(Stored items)
▶
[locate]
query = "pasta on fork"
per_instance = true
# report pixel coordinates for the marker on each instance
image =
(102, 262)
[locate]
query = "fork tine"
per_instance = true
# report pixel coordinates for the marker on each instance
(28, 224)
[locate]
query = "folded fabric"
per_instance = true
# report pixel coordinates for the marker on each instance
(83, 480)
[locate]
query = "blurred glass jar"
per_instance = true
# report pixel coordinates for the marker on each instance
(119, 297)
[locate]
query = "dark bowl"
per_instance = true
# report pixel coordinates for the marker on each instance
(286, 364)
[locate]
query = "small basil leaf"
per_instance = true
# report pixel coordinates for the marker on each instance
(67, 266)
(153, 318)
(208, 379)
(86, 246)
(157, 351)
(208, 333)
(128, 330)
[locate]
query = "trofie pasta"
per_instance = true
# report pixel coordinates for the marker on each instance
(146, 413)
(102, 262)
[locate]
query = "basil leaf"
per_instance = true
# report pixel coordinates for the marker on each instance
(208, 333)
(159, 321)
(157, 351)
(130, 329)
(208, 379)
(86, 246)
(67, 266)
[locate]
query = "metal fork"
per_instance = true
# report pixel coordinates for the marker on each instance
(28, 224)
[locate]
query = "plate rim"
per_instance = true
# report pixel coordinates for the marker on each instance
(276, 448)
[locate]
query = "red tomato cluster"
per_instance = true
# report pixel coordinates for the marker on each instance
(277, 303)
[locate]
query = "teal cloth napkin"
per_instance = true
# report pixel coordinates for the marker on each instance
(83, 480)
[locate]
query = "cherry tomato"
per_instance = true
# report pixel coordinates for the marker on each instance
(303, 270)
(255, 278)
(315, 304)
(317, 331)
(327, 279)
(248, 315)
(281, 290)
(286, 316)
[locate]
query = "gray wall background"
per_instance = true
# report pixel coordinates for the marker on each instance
◀
- Exercise instructions -
Extract every line of the data above that contains the string "pasta", matching case exactly.

- Solution -
query = "pasta on fork"
query = "trofie pasta"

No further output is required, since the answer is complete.